● **THE RECORDS**
########
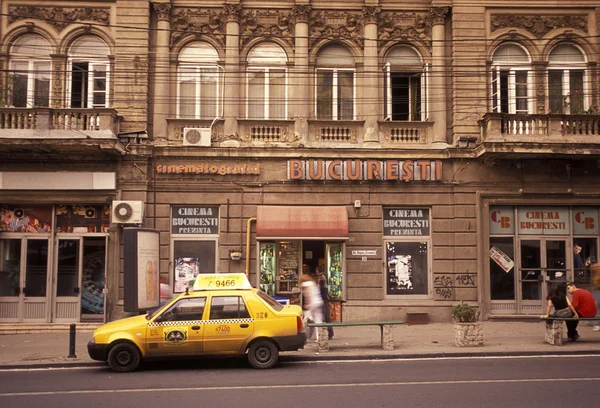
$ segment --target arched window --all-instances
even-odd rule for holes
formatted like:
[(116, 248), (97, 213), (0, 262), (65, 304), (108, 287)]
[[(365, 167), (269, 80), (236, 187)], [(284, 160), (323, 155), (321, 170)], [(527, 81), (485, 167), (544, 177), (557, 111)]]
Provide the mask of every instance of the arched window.
[(48, 107), (50, 105), (52, 49), (40, 35), (19, 37), (10, 48), (11, 104), (19, 108)]
[(355, 62), (350, 51), (328, 45), (319, 51), (316, 67), (317, 119), (354, 120)]
[(533, 111), (531, 60), (516, 44), (494, 52), (491, 72), (492, 112), (529, 114)]
[(404, 45), (392, 48), (384, 61), (385, 119), (426, 120), (428, 66)]
[(548, 56), (550, 113), (579, 114), (589, 109), (586, 59), (572, 44), (558, 44)]
[(273, 43), (263, 43), (248, 53), (246, 117), (287, 118), (287, 55)]
[(107, 108), (109, 106), (109, 49), (99, 37), (86, 35), (69, 47), (68, 106)]
[(222, 85), (217, 50), (206, 42), (194, 42), (181, 51), (178, 60), (177, 116), (189, 119), (218, 117)]

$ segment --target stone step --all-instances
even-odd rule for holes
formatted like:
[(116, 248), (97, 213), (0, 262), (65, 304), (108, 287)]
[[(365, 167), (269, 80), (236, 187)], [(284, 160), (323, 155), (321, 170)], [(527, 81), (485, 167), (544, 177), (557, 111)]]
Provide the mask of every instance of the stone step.
[[(91, 333), (102, 323), (76, 323), (77, 333)], [(68, 333), (70, 323), (1, 323), (0, 335), (6, 334), (39, 334), (39, 333)]]

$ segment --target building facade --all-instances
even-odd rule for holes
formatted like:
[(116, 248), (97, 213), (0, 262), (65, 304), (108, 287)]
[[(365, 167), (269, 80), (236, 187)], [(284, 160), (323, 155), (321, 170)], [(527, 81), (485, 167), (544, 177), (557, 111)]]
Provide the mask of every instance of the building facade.
[(0, 4), (0, 322), (125, 315), (128, 226), (345, 321), (590, 284), (596, 1)]

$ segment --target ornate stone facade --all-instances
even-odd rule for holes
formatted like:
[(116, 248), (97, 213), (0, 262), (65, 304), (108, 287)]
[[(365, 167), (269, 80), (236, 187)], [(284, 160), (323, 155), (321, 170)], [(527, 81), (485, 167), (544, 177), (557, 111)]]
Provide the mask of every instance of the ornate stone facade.
[(585, 15), (492, 14), (492, 32), (507, 27), (522, 28), (542, 38), (557, 28), (575, 28), (587, 33), (588, 21)]
[(363, 16), (352, 12), (311, 12), (309, 41), (313, 45), (319, 40), (344, 39), (357, 47), (363, 46)]
[(427, 13), (401, 12), (379, 15), (378, 38), (381, 47), (395, 41), (431, 40), (431, 18)]
[(294, 44), (295, 26), (290, 11), (252, 10), (240, 18), (241, 45), (254, 38), (280, 38), (290, 46)]
[(225, 17), (222, 10), (206, 8), (178, 9), (171, 16), (171, 44), (189, 34), (208, 35), (225, 46)]
[(152, 3), (152, 8), (159, 20), (169, 20), (171, 17), (171, 4), (169, 3)]
[(108, 25), (110, 24), (110, 9), (101, 7), (8, 7), (9, 23), (32, 18), (45, 21), (58, 31), (61, 31), (70, 24), (82, 21), (95, 21)]

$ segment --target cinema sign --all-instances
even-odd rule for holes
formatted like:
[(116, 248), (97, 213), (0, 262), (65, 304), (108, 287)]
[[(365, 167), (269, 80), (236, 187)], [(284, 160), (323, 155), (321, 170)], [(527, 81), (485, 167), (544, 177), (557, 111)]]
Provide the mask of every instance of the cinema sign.
[(289, 180), (441, 181), (439, 160), (289, 160)]

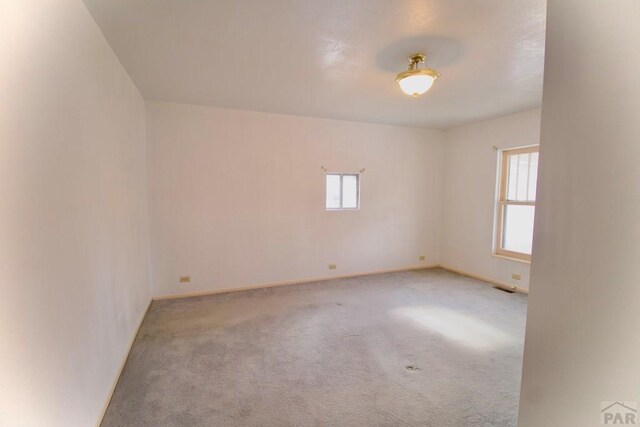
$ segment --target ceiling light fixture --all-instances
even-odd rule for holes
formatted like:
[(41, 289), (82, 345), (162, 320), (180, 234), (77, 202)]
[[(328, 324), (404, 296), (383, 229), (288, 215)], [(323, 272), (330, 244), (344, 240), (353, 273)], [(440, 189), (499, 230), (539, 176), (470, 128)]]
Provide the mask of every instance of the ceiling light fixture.
[[(396, 76), (400, 89), (407, 95), (417, 98), (433, 86), (433, 82), (440, 77), (440, 73), (431, 68), (418, 68), (425, 64), (426, 56), (416, 53), (409, 57), (409, 69)], [(426, 64), (425, 64), (426, 67)]]

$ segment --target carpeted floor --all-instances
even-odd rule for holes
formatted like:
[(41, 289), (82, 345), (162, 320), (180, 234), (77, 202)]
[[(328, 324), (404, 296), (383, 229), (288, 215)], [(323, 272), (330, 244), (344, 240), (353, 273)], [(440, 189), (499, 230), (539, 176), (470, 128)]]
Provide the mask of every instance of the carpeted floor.
[(526, 304), (442, 269), (155, 301), (102, 425), (512, 426)]

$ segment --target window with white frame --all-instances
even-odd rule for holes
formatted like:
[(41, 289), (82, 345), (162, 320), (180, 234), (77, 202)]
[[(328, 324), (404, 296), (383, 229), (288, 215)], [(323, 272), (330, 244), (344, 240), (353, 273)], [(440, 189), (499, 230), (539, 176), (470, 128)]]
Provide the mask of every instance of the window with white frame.
[(503, 150), (501, 156), (495, 253), (530, 261), (538, 146)]
[(327, 210), (353, 210), (360, 207), (360, 175), (327, 174)]

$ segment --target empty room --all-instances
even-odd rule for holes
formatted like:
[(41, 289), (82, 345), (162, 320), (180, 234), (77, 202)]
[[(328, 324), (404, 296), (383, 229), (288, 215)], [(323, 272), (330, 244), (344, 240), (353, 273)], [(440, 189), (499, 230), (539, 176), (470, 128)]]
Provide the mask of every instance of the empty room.
[(0, 426), (640, 424), (637, 0), (0, 0)]

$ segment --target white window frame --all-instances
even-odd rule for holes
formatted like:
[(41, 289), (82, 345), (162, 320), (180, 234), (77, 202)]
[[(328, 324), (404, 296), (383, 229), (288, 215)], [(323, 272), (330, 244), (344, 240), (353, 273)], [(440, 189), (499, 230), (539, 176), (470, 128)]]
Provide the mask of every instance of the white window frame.
[(533, 201), (515, 201), (509, 200), (507, 197), (507, 190), (509, 186), (509, 157), (517, 154), (527, 153), (539, 153), (539, 145), (531, 145), (521, 148), (511, 148), (500, 151), (500, 180), (498, 188), (498, 205), (497, 205), (497, 226), (495, 233), (494, 251), (493, 254), (500, 257), (512, 258), (519, 261), (531, 262), (531, 254), (524, 252), (515, 252), (504, 249), (502, 243), (504, 242), (504, 213), (507, 206), (533, 206), (535, 209), (536, 202)]
[[(328, 208), (327, 207), (327, 176), (329, 175), (338, 175), (340, 176), (340, 207), (337, 208)], [(345, 176), (355, 176), (356, 177), (356, 207), (355, 208), (344, 208), (342, 207), (342, 178)], [(325, 185), (325, 201), (324, 207), (327, 211), (357, 211), (360, 209), (360, 174), (359, 173), (339, 173), (339, 172), (327, 172), (324, 177), (324, 185)]]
########
● **YOUR INSTRUCTIONS**
Would you repeat the listing above exactly, minus the images?

● **SOLUTION TO THE PROBLEM**
$ segment --target arched window --all-instances
even-odd rule for holes
formatted like:
[(116, 248), (97, 213), (0, 262), (65, 304), (108, 287)]
[[(365, 167), (269, 80), (236, 187)], [(284, 160), (323, 155), (321, 170)], [(527, 81), (485, 167), (544, 177), (557, 111)]]
Provide the mask of every instance of the arched window.
[(48, 107), (50, 105), (52, 49), (40, 35), (19, 37), (10, 48), (11, 104), (19, 108)]
[(355, 62), (350, 51), (328, 45), (319, 51), (316, 67), (317, 119), (354, 120)]
[(533, 111), (531, 60), (516, 44), (494, 52), (491, 72), (492, 112), (529, 114)]
[(404, 45), (392, 48), (384, 61), (385, 119), (426, 120), (428, 66)]
[(548, 56), (550, 113), (579, 114), (589, 109), (586, 59), (572, 44), (558, 44)]
[(273, 43), (263, 43), (248, 53), (246, 117), (287, 118), (287, 55)]
[(107, 108), (109, 106), (109, 49), (99, 37), (86, 35), (69, 47), (68, 106)]
[(222, 85), (217, 50), (206, 42), (194, 42), (181, 51), (178, 60), (177, 116), (189, 119), (218, 117)]

$ segment --target stone step --all-instances
even-odd rule for holes
formatted like:
[(116, 248), (97, 213), (0, 262), (65, 304), (108, 287)]
[[(365, 167), (269, 80), (236, 187)], [(284, 160), (323, 155), (321, 170)], [(527, 81), (485, 167), (544, 177), (557, 111)]]
Provide the mask of every instance of the stone step.
[[(91, 333), (102, 323), (76, 323), (77, 333)], [(68, 333), (70, 323), (1, 323), (0, 335), (6, 334), (39, 334), (39, 333)]]

$ segment --target building facade --all-instances
even-odd rule for holes
formatted like:
[(116, 248), (97, 213), (0, 262), (65, 304), (108, 287)]
[[(365, 167), (269, 80), (236, 187)], [(284, 160), (323, 155), (321, 170)], [(527, 81), (485, 167), (544, 177), (557, 111)]]
Provide the mask of every instance of the building facade.
[(0, 4), (0, 322), (125, 315), (128, 226), (345, 321), (590, 284), (596, 1)]

$ segment --target ornate stone facade --all-instances
even-odd rule for holes
formatted like:
[(116, 248), (97, 213), (0, 262), (65, 304), (108, 287)]
[[(365, 167), (269, 80), (236, 187)], [(284, 160), (323, 155), (321, 170)], [(527, 81), (485, 167), (544, 177), (557, 111)]]
Provide the mask of every instance of the ornate stone facade.
[(585, 15), (492, 14), (492, 32), (507, 27), (522, 28), (542, 38), (557, 28), (575, 28), (587, 33), (588, 21)]
[(363, 16), (352, 12), (311, 12), (309, 41), (313, 45), (319, 40), (344, 39), (357, 47), (363, 46)]
[(427, 13), (401, 12), (379, 15), (378, 38), (381, 47), (395, 41), (431, 40), (431, 18)]
[(294, 44), (295, 26), (290, 11), (252, 10), (240, 18), (241, 45), (254, 38), (280, 38), (290, 46)]
[(225, 17), (222, 10), (206, 8), (178, 9), (171, 16), (171, 44), (189, 34), (208, 35), (225, 46)]
[(152, 3), (152, 8), (159, 20), (169, 20), (171, 17), (171, 4), (169, 3)]
[(108, 25), (110, 24), (110, 9), (101, 7), (8, 7), (9, 23), (32, 18), (45, 21), (58, 31), (61, 31), (70, 24), (82, 21), (95, 21)]

$ segment --target cinema sign --all-instances
even-odd rule for holes
formatted like:
[(116, 248), (97, 213), (0, 262), (65, 304), (108, 287)]
[[(365, 167), (269, 80), (236, 187)], [(284, 160), (323, 155), (321, 170)], [(527, 81), (485, 167), (544, 177), (557, 111)]]
Provide the mask of every instance of the cinema sign.
[(289, 180), (441, 181), (439, 160), (289, 160)]

$ segment --target ceiling light fixture --all-instances
even-odd rule for holes
formatted like:
[(41, 289), (82, 345), (162, 320), (180, 234), (77, 202)]
[[(328, 324), (404, 296), (383, 229), (288, 215)], [(323, 272), (330, 244), (344, 240), (353, 273)], [(440, 189), (499, 230), (539, 176), (470, 128)]]
Provide the mask of every instance of the ceiling light fixture.
[[(396, 76), (400, 89), (407, 95), (417, 98), (433, 86), (433, 82), (440, 77), (440, 73), (431, 68), (418, 68), (425, 64), (426, 56), (416, 53), (409, 57), (409, 69)], [(426, 64), (425, 64), (426, 67)]]

$ segment --target carpeted floor --all-instances
even-odd rule for holes
formatted like:
[(41, 289), (82, 345), (162, 320), (180, 234), (77, 202)]
[[(328, 324), (404, 296), (383, 229), (288, 215)], [(323, 272), (330, 244), (344, 240), (353, 273)], [(440, 189), (499, 230), (539, 176), (470, 128)]]
Provide the mask of every instance of the carpeted floor.
[(526, 304), (442, 269), (155, 301), (102, 425), (512, 426)]

$ segment --target window with white frame --all-instances
even-odd rule for holes
formatted like:
[(41, 289), (82, 345), (162, 320), (180, 234), (77, 202)]
[[(328, 324), (404, 296), (383, 229), (288, 215)], [(323, 272), (330, 244), (344, 240), (353, 273)], [(440, 189), (499, 230), (539, 176), (470, 128)]]
Provide the mask of every instance of the window with white frame.
[(503, 150), (501, 156), (495, 253), (530, 261), (538, 146)]
[(327, 210), (353, 210), (360, 207), (360, 175), (327, 174)]

$ segment --target empty room --all-instances
even-odd rule for holes
formatted like:
[(41, 289), (82, 345), (162, 320), (180, 234), (77, 202)]
[[(328, 324), (404, 296), (383, 229), (288, 215)], [(323, 272), (330, 244), (344, 240), (353, 273)], [(440, 189), (499, 230), (539, 176), (470, 128)]]
Provide the mask of every instance of the empty room.
[(0, 426), (640, 424), (637, 0), (0, 0)]

$ segment --target white window frame --all-instances
even-odd rule for holes
formatted like:
[(41, 289), (82, 345), (162, 320), (180, 234), (77, 202)]
[[(328, 324), (404, 296), (383, 229), (288, 215)], [(323, 272), (330, 244), (344, 240), (353, 273)], [(440, 189), (499, 230), (539, 176), (470, 128)]]
Provide the mask of every instance of the white window frame.
[(533, 201), (515, 201), (509, 200), (507, 197), (507, 190), (509, 186), (509, 157), (517, 154), (527, 153), (539, 153), (539, 145), (531, 145), (521, 148), (511, 148), (500, 151), (500, 180), (498, 188), (498, 205), (497, 205), (497, 226), (495, 233), (494, 251), (493, 254), (500, 257), (512, 258), (519, 261), (531, 262), (531, 254), (524, 252), (515, 252), (504, 249), (502, 243), (504, 242), (504, 213), (507, 206), (533, 206), (535, 209), (536, 202)]
[[(328, 208), (327, 207), (327, 176), (329, 175), (338, 175), (340, 176), (340, 207), (337, 208)], [(345, 176), (355, 176), (356, 177), (356, 207), (355, 208), (344, 208), (342, 207), (342, 178)], [(325, 185), (325, 201), (324, 207), (327, 211), (357, 211), (360, 209), (360, 174), (359, 173), (339, 173), (339, 172), (327, 172), (324, 177), (324, 185)]]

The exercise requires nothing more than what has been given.